# Start of EXTRACT PROVIDED
OpenBLAS and OpenMP expose configuration variables that influence performance of shared-memory multiprocessing applications. The clearlinux/golang container is based on Clear Linux OS which uses compiler options that are optimized for Intel architecture. Clear Linux OS patches the default values for the OpenBLAS and OpenMP configuration variables as follows:

USE_OPENMP: Specifies that OpenBLAS should use OpenMP. The default value is USE_OPENMP=1.
OMP_NUM_THREADS: Specifies the number of OpenMP threads to use in parallel regions. The value should be from one to the maximum number of physical CPU cores. The default value is OMP_NUM_THREADS=[number of physical CPU cores of the platform].
OMP_DYNAMIC: Specifies whether to enable or disable the dynamic adjustment of the number of threads within a team. The default value is OMP_DYNAMIC=disabled.
OMP_THREAD_LIMIT: Specifies the maximum number of OpenMP threads to use in a contention group. The default value is OMP_THREAD_LIMIT=undefined.

These configuration values can be overridden as needed by passing arguments to Docker or Kubernetes.
# End of EXTRACT PROVIDED
# Start of RECORDED DATA
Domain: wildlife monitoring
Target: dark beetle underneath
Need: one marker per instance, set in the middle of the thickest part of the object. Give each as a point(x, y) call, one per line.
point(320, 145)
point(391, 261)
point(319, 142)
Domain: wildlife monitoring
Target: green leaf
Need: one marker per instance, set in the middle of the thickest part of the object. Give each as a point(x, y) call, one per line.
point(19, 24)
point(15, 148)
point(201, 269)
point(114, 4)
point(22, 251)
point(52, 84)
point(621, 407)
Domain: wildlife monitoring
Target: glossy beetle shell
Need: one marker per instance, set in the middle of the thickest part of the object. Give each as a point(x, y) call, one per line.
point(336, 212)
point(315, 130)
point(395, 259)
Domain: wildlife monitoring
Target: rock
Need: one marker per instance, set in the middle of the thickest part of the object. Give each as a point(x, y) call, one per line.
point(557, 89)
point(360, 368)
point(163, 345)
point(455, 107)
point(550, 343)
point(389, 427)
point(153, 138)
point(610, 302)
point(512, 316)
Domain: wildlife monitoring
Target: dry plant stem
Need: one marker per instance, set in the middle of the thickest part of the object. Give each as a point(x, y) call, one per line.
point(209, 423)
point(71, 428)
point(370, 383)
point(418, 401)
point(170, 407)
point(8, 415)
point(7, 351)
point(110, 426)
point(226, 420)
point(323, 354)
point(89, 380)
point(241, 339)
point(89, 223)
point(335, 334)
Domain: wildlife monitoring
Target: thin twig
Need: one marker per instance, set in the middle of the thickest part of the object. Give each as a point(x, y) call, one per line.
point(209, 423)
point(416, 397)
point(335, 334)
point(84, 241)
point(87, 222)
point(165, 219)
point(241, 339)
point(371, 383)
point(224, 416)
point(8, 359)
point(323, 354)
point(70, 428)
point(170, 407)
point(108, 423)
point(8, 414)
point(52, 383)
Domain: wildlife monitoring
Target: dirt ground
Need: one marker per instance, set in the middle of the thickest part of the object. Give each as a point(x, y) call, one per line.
# End of RECORDED DATA
* WORK TO COMPLETE:
A) Reproduce the part of the configuration excerpt starting with "USE_OPENMP: Specifies that" and going on through "value is OMP_DYNAMIC=disabled.".
B) In the configuration excerpt, what is the default value of OMP_DYNAMIC?
C) Summarize the configuration excerpt in two sentences.
The data comes from a separate source.

* TASK-BY-TASK ANSWERS:
A)
USE_OPENMP: Specifies that OpenBLAS should use OpenMP. The default value is USE_OPENMP=1.
OMP_NUM_THREADS: Specifies the number of OpenMP threads to use in parallel regions. The value should be from one to the maximum number of physical CPU cores. The default value is OMP_NUM_THREADS=[number of physical CPU cores of the platform].
OMP_DYNAMIC: Specifies whether to enable or disable the dynamic adjustment of the number of threads within a team. The default value is OMP_DYNAMIC=disabled.

B) OMP_DYNAMIC=disabled.

C) The clearlinux/golang container is based on Clear Linux OS, which patches the default values of OpenBLAS and OpenMP configuration variables such as USE_OPENMP, OMP_NUM_THREADS, OMP_DYNAMIC and OMP_THREAD_LIMIT. These values can be overridden as needed by passing arguments to Docker or Kubernetes.